▶ Work to be completed: From the entries below, copy every line that holds the word "instance".

▶ Given information:
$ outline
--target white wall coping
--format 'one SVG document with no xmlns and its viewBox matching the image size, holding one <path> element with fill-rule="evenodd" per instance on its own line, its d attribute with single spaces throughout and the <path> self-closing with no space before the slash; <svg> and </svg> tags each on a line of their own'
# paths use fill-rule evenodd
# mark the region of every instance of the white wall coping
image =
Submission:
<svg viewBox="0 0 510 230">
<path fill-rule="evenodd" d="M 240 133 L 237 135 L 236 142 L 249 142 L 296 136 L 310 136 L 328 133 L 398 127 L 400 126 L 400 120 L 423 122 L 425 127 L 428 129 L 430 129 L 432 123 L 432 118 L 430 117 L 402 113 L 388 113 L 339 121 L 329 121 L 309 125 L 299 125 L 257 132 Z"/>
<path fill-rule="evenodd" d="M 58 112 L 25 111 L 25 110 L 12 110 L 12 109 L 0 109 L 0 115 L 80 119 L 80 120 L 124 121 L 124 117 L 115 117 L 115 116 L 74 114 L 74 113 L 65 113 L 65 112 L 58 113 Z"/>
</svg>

▶ Solution to the exercise:
--format 'one SVG document with no xmlns and its viewBox matching the image size, holding one <path> element with fill-rule="evenodd" per instance on its own line, its d attribute with single spaces throughout and the <path> self-closing with no space before the slash; <svg> and </svg> tags each on a line of their own'
# mark the region of every instance of the white wall coping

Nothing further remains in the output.